■ EXTRAIT CHOISI:
============================================================

Parallèlement, des salles sont consacrées à l’histoire de la céramique et à celle de Roubaix tandis que le musée s’enorgueillit de posséder quelques œuvres majeures des 19ème et 20ème siècles. Camille Claudel, Dominique Ingres ou encore Henri-Fantin Latour sont quelques noms bien représentés dans le musée de la Piscine.
En pratique :
Le musée est ouvert tous les jours sauf le lundi :
- de 11 à 18 hr du mardi au jeudi
- de 11 à 20 hr le vendredi
- de 13 à 18hr le samedi et le dimanche
L’accès du musée est gratuit tous les vendredis de 18 à 20 hr et le premier dimanche du mois.
Des visites guidées et thématiques (groupes), des expositions temporaires et des animations sont organisées sur demande.
Le restaurant/salon de thé du musée est ouvert du mardi au dimanche, de 12 à 18hr.
La Piscine – Musée d’Art et d’Industrie André Diligent
23 rue de l’espérance
59100 Roubaix
Tel : 03 20 69 23 60 (informations) / 03 20 69 23 67 (réservations)
Mail : [email protected]
Site web : http://www.roubaix-lapiscine.com
La visite de Roubaix
Profitez de votre passage à Roubaix pour découvrir tout le charme de cette ville des Hauts-de-France intégrée à la Métropole européenne de Lille qui avec ses plus d’1,2 million d’habitants est la plus peuplée des métropoles françaises de droit commun.
Quartiers de la ville de Roubaix
Le passé industriel de Roubaix est omniprésent et on remarque notamment le plan caractéristique « en îlots » des anciens quartiers ouvriers la ville. Ces « courées » se composaient de plusieurs habitations au confort sommaire, souvent humides voire insalubres. Les habitants utilisaient des toilettes et un point d’eau collectifs situés dans la cour commune. Cette promiscuité favorisait la propagation des maladies mais également les querelles entre voisins.
On estime que dans les années 1930, la moitié des Roubaisiens vivaient dans des courées. Elles ne seront progressivement rasées ou rénovées que vers la fin du 20ème siècle.

============================================================

■ CONSIGNE DE TRAVAIL A:
Traduisez en anglais la phrase suivante de l'extrait sur Roubaix : « On estime que dans les années 1930, la moitié des Roubaisiens vivaient dans des courées. »
■ CONSIGNE DE TRAVAIL B:
Rédigez la suite du texte sur Roubaix et son musée de la Piscine, à partir de sa dernière phrase.
Le matériel ci-dessous n'est pas nécessaire.

============================================================

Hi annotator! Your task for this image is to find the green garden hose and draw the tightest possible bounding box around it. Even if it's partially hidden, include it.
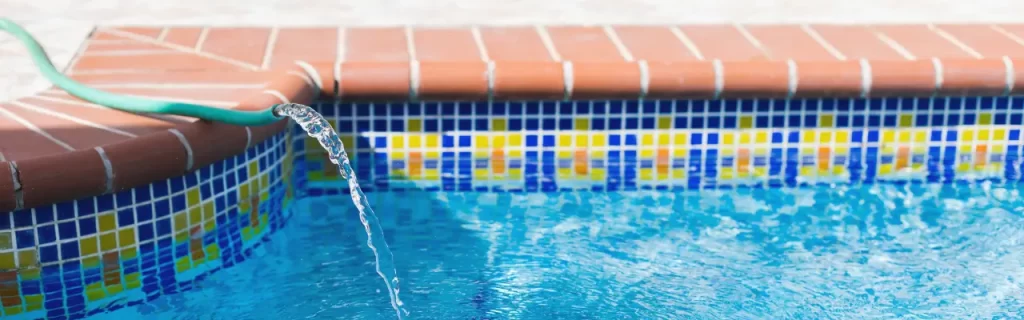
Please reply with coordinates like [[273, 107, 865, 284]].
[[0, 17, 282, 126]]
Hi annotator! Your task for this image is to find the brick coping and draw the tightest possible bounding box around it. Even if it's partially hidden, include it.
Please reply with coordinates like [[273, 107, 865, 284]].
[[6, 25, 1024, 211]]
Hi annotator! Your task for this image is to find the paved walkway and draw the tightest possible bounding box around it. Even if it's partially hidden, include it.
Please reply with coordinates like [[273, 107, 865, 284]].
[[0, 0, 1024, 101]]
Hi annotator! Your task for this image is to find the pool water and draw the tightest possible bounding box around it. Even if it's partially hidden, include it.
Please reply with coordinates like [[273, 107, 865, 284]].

============================================================

■ RÉSULTAT OBTENU A:
It is estimated that in the 1930s, half of the people of Roubaix lived in courées.

■ RÉSULTAT OBTENU B:
L’ancienne filature Motte-Bossut
L’ancienne filature Motte-Bossut construite dans les année 1860 et fermée en 1981 est l’un des fleurons du patrimoine industriel du département du Nord. Ces bâtiments parfaitement conservés abritent aujourd’hui le Centre des archives nationales du monde du travail inauguré en 1993.
La salle de lecture est ouverte du mardi au vendredi de 9 à 17 hr. Les membres préalablement inscrits peuvent consulter les documents concernant la vie économique et sociale tant des entreprises que des syndicats ou autres organismes professionnels. Des événements, notamment des colloques, sont régulièrement organisés.
L’hôtel de ville
L’hôtel de ville inauguré en 1911 a été conçu par l’architecte Victor Laloux. On peut y découvrir la façade décorée de différentes scènes faisant référence à l’industrie textile.
L’église Saint-Martin
L’église Saint-Martin construite au 15ème siècle sur le site d’un édifice datant du 9ème siècle. On peut notamment y admirer trois œuvres d’Antoine Watteau (1684 – 1721 ), un peintre valenciennois, membre du mouvement artistique rococo (ou rocaille).
Que manger dans la région ?
Visiter Roubaix, c’est également l’occasion de savourer quelques spécialités du Nord et notamment :
- Les endives (appelés chicons ou chicorée en Belgique) se savourent crues, cuites, braisées, en soupe ou en gratin, en compagnie d’un poulet, d’un rôti de porc ou de bœuf, de crevettes ou de fromage. Ce légume incontournable se cultive à la fois en pleine terre et en cave. Les carottes de chicorée sauvage sont récoltées et placées dans des caves chaudes et humides, à l’abri de la lumière ce qui « force » la croissance d’un bourgeon … qui devient l’endive.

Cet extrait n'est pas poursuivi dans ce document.